Passage shown:
One zeroes in on the tough economic and personal circumstances people are facing, partly leading them to turn to painkillers and spurring a dramatic upswing in suicides and fatal overdoses — what’s been coined “deaths of despair.”

The other targets the dark side of the medical and drug industries — the increase in bad-behaving doctors, the power of big pharma, and opioid availability.

Now, Gentzkow and his collaborators are introducing a new informative gauge that underscores both narratives.

Their quantitative analysis — based on a research framework that the trio of scholars has used to examine other areas of health economics — follows individuals as they move from one place to another. By isolating location-related changes in abuse rates, the aim is to flesh out a more concrete picture of not just what’s happening, but why it’s happening. The underlying premise is that many personal factors, such as long-term mental health, wouldn’t change upon a move.

“The contribution here is to use this mover strategy to get closer to a real causal estimate of place-specific factors,” Gentzkow says.

Why, for instance, would one West Virginia county have a higher rate of abuse than another? Is it because more of its residents are unemployed or because the county has more unscrupulous doctors?

“The simple answer is that it’s both. It’s supply factors and demand factors,” Gentzkow says. “Our results suggest the supply-side stuff would account for about 30 percent of what’s different and the individual circumstances would account for about 70 percent.”

Analyzing abuse

To gain some clarity on the epidemic, the trio focused their study on the abuse of prescription opioids, such as oxycodone, Vicodin and morphine, which are the culprits in about two-fifths of all opioid deaths.

Their migration analysis is based on the data of a random sample of 1.5 million recipients of the Supplemental Security Disability Insurance enrolled in Medicare Part D, the federal prescription drug benefit program, from 2006 to 2014. Opioid use is especially prevalent among SSDI enrollees: They are estimated to account for about 13 percent of all opioid prescriptions, even though they make up less than 5 percent of the adult population.

The researchers used three common measures of opioid abuse — filling prescriptions from four or more doctors, having prescriptions that equate to more than 120 milligrams of morphine per day, and getting overlapping prescriptions before one runs out. Then they developed an indexing tool to aggregate the different measures into overall abuse rates.

Things to do:
• A. Answer from the passage on opioid abuse:
(i) What share of the differences between places does Gentzkow attribute to supply-side factors?
(ii) Over what years were the sample recipients enrolled in Medicare Part D?
(iii) How many doctors does a person have to fill prescriptions from to meet one of the abuse measures?
• B. From the passage on opioid abuse, extract the part that opens with the words containing "The other targets" and closes with "and opioid availability.".
The records have no role here.

Supplied entries:
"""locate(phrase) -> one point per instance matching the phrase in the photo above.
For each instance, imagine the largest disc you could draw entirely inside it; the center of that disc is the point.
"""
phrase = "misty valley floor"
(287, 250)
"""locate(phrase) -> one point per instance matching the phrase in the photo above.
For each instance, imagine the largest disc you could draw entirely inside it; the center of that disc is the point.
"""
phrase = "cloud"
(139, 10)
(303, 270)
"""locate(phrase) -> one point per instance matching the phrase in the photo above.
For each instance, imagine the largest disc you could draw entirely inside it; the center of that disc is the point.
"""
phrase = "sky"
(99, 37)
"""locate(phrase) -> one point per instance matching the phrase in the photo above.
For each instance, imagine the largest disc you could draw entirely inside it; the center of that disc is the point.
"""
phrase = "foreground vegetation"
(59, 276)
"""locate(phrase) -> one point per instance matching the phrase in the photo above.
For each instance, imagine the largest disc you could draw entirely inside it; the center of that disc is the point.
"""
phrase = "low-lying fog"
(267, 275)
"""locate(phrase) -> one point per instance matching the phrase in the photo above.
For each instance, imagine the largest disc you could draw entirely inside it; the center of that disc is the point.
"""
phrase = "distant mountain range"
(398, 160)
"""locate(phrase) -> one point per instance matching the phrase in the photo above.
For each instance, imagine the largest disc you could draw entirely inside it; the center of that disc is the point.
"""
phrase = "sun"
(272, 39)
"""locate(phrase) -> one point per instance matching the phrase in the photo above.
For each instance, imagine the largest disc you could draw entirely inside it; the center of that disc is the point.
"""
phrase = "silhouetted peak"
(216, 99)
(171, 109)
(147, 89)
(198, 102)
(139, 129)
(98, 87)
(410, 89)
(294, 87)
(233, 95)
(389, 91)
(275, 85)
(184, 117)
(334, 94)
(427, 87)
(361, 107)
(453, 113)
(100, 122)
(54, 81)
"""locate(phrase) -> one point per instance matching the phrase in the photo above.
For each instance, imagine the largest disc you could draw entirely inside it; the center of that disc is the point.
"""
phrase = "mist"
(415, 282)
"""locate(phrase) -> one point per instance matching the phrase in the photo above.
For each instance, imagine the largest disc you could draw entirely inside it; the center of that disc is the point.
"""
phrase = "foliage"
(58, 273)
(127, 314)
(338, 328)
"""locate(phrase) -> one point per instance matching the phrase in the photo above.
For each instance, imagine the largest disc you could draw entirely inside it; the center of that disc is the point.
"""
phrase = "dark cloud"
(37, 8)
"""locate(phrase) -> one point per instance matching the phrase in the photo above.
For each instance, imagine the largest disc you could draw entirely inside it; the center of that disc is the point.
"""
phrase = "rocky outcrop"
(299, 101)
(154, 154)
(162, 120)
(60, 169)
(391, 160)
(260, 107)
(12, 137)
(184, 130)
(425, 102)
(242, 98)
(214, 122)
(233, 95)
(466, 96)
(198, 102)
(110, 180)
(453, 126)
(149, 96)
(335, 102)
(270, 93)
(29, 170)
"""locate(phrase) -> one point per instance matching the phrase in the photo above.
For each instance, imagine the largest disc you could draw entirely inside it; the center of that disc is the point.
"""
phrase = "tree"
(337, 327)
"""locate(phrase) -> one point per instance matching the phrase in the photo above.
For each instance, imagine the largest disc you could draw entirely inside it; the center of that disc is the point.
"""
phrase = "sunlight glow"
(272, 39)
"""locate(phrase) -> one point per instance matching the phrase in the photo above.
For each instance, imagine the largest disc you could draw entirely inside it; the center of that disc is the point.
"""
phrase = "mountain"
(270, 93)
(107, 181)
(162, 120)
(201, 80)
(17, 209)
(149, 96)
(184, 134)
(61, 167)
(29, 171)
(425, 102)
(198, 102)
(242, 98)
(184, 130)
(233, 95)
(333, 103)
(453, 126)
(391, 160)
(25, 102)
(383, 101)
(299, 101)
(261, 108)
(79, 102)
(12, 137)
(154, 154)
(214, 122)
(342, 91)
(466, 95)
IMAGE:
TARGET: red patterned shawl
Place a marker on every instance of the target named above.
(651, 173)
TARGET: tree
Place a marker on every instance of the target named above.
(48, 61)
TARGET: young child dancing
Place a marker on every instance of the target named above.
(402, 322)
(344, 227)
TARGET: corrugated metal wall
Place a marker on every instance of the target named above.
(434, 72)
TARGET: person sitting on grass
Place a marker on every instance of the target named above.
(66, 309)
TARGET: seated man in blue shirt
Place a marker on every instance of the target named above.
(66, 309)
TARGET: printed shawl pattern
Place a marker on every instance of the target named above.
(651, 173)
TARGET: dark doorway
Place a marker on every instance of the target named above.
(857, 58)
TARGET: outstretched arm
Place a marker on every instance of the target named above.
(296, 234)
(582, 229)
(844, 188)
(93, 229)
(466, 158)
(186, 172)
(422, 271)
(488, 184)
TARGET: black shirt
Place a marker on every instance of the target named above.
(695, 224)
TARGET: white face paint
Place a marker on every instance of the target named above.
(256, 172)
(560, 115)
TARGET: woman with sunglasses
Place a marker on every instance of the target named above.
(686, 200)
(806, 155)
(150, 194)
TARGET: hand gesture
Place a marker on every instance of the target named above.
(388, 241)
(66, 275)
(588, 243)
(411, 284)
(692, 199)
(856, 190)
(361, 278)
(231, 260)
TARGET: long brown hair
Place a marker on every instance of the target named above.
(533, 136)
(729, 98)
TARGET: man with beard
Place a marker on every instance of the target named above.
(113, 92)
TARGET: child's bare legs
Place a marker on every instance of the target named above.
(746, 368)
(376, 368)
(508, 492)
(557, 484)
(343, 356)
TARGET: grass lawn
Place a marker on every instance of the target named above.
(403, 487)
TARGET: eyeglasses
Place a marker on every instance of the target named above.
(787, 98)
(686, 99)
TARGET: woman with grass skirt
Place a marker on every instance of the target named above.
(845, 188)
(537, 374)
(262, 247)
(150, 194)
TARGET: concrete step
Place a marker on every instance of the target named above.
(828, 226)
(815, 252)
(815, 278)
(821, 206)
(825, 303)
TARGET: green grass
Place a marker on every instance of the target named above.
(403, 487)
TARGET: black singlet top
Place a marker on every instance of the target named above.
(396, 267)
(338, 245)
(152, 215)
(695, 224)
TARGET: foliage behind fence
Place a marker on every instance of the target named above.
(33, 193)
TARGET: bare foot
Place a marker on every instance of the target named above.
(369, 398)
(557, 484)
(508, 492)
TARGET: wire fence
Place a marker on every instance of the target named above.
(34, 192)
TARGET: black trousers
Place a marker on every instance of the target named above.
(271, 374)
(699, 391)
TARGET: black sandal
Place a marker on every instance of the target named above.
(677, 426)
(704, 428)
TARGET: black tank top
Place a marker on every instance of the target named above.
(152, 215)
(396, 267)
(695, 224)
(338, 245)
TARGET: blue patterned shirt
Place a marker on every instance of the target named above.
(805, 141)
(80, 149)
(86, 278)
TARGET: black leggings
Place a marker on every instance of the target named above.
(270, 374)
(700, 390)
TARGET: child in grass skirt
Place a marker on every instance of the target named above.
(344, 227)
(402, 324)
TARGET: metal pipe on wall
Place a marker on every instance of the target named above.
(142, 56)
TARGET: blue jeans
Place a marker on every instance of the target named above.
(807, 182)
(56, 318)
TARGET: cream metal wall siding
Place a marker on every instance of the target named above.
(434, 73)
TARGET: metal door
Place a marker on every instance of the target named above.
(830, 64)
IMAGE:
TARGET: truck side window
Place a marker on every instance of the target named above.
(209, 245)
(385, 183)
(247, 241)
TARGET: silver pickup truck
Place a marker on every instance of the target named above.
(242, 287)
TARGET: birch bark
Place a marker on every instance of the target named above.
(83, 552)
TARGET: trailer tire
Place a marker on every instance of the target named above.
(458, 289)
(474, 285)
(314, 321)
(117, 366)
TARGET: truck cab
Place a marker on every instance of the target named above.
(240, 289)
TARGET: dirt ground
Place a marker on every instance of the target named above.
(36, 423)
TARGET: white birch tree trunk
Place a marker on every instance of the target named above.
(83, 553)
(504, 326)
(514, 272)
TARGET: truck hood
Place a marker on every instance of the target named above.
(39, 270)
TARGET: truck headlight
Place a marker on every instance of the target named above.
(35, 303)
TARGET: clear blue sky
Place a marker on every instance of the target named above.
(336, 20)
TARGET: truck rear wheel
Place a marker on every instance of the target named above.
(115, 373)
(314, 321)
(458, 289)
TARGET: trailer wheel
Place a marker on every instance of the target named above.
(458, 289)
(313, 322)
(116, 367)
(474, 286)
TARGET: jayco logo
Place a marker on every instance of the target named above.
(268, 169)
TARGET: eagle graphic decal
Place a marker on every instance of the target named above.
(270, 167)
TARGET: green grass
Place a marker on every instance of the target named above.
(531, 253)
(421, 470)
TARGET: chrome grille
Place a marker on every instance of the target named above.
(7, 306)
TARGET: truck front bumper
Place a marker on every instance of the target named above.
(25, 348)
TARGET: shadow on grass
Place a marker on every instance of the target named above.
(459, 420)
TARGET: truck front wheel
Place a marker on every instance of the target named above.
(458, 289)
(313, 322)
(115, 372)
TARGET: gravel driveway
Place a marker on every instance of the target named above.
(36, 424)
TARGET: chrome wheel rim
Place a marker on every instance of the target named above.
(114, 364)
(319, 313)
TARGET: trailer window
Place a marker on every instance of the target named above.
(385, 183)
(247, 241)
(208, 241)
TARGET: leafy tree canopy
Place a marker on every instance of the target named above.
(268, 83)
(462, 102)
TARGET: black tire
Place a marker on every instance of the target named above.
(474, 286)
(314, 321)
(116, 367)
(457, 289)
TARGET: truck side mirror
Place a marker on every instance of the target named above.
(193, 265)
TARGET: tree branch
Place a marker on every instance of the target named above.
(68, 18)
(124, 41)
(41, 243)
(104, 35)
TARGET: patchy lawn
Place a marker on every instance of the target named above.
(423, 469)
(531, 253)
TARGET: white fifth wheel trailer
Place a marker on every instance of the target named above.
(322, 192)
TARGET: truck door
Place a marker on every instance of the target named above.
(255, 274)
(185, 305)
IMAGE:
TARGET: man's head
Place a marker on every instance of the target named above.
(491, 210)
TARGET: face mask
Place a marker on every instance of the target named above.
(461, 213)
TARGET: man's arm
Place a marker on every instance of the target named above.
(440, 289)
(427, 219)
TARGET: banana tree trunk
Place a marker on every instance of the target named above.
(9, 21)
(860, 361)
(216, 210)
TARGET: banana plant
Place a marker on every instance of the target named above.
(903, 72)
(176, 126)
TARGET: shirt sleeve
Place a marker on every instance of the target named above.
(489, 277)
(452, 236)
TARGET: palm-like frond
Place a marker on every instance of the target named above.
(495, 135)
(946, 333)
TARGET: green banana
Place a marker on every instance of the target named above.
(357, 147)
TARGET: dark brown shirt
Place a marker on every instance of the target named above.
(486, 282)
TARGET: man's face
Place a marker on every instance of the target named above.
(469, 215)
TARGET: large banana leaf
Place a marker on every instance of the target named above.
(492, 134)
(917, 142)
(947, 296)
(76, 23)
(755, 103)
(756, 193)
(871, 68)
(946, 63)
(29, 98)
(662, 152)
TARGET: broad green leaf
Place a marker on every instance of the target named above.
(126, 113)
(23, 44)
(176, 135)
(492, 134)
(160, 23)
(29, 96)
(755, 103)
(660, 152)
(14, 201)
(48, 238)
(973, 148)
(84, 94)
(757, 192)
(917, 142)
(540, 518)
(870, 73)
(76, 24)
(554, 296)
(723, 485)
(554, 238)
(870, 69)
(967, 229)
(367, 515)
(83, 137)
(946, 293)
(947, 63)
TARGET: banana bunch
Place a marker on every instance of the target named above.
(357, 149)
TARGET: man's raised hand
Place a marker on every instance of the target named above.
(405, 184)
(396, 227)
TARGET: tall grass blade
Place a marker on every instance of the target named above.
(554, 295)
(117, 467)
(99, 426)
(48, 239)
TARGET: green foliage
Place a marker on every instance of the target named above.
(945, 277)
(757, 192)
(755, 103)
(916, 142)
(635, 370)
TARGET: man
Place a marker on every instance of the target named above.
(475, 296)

Responses per task:
• A.
(i) About 30 percent
(ii) 2006 to 2014
(iii) Four or more

• B.
The other targets the dark side of the medical and drug industries — the increase in bad-behaving doctors, the power of big pharma, and opioid availability.